In a sense the domestic cat does get a winter coat because he/she sheds fur in the late spring because there is more light and in the fall (autumn) as the days grow shorter, the coat thickens up for winter. This cycle applies much more to cats who spend time outdoors. The greater the exposure to natural light the greater the shedding of fur. There is no difference between neutered and non-neutered cats. Cats that are indoors all the time are said to shed lightly and constantly grow a new coat throughout the year.
The so called ‘winter coat’ is about shedding hair rather than a positive anatomical process of creating a coat for the winter months. Shedding is initiated more by ambient light rather than temperature.
When a cat with a double coat sheds fur the undercoat is shed patchily. This can create a moth eaten appearance. During shedding it is sensible to remove dead hair by daily grooming of your cat. Although I feel it is sensible to do this all the year round.

» Problem statement
Return the passage on cats' seasonal shedding and winter coat word for word, in full.

» Study material
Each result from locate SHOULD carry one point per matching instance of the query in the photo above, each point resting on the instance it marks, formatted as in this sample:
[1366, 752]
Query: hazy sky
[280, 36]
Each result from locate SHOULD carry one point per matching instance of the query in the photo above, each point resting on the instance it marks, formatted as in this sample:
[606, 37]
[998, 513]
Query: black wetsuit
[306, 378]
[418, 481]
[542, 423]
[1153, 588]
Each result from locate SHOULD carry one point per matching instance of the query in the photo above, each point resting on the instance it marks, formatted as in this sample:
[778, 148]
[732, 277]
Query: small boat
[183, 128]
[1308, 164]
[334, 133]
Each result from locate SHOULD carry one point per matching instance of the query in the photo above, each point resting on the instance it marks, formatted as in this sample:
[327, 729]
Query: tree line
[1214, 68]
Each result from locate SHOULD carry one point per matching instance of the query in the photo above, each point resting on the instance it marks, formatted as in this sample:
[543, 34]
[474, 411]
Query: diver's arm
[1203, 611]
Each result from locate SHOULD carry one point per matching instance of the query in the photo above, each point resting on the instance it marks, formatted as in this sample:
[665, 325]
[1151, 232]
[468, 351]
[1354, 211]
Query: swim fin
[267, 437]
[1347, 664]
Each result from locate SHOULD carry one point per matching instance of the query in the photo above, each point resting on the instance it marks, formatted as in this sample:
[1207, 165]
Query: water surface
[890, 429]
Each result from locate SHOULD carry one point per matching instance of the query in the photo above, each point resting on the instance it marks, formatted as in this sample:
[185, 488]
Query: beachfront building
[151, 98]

» Output below
In a sense the domestic cat does get a winter coat because he/she sheds fur in the late spring because there is more light and in the fall (autumn) as the days grow shorter, the coat thickens up for winter. This cycle applies much more to cats who spend time outdoors. The greater the exposure to natural light the greater the shedding of fur. There is no difference between neutered and non-neutered cats. Cats that are indoors all the time are said to shed lightly and constantly grow a new coat throughout the year.
The so called ‘winter coat’ is about shedding hair rather than a positive anatomical process of creating a coat for the winter months. Shedding is initiated more by ambient light rather than temperature.
When a cat with a double coat sheds fur the undercoat is shed patchily. This can create a moth eaten appearance. During shedding it is sensible to remove dead hair by daily grooming of your cat. Although I feel it is sensible to do this all the year round.